*Given records*:
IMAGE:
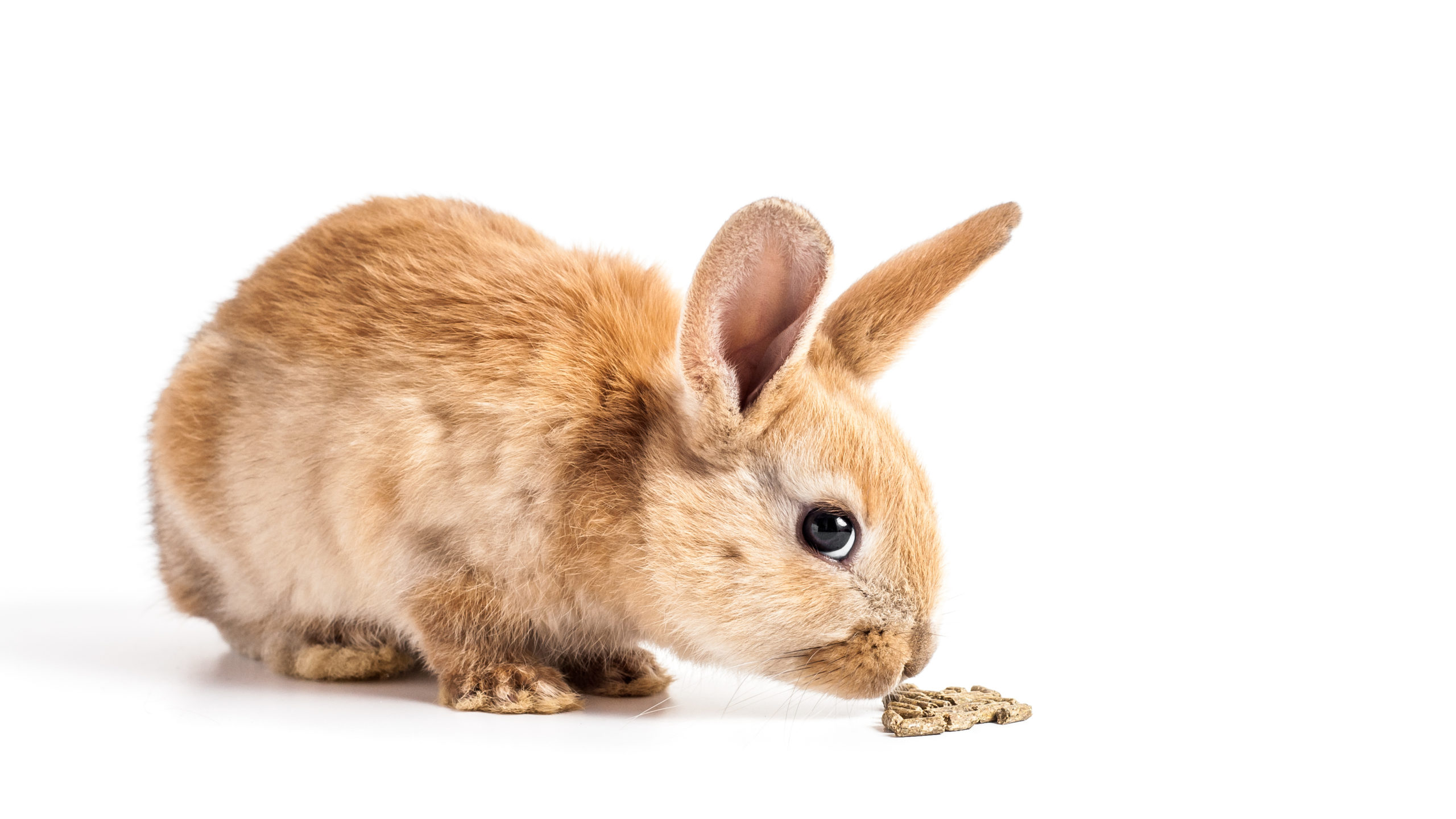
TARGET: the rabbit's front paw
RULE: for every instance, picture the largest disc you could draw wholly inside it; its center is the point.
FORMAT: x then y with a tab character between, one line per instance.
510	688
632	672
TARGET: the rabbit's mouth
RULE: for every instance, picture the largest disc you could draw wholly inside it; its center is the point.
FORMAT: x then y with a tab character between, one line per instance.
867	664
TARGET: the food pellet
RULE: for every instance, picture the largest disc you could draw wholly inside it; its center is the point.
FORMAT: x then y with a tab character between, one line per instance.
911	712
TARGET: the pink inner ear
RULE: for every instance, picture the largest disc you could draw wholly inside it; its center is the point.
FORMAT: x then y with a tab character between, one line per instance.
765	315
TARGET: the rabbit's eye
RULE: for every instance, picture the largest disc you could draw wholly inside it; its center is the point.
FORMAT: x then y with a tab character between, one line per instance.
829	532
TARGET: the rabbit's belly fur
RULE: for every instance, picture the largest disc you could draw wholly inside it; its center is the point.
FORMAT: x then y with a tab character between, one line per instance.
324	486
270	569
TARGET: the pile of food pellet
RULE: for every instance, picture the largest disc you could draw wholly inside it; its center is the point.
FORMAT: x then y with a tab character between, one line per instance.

*Job*: The line containing "TARGET: the pink inner ear" marks the start; retype it and each line after it through the end of the records above, exactly.

*Result*:
TARGET: the pink inner ear
RULE: for every instance, picture the largest disc you could draw wholly inside it; its center is the point.
FORMAT: x then y with a tab character between, one line per instance.
765	315
TARGET: the rabbit's eye
RULE: for every instance, picture the largest disc you could draw wholly inside it; its center is the point.
FORMAT: x then y with a tab character between, one line per instance.
829	532
TARGET: the rabbit's belly fur
RULE: for every instance, picture the largest disc you could draw wholly inside it; its center is the point.
FORMAT: x then y with a tab character between, one line per instance.
324	486
270	569
TARGET: the pile of food pellet
RULE: for every instance, picture the largest disc you could draw wholly inside it; its center is the point.
FORMAT: x then y with a tab character between, one line per instance.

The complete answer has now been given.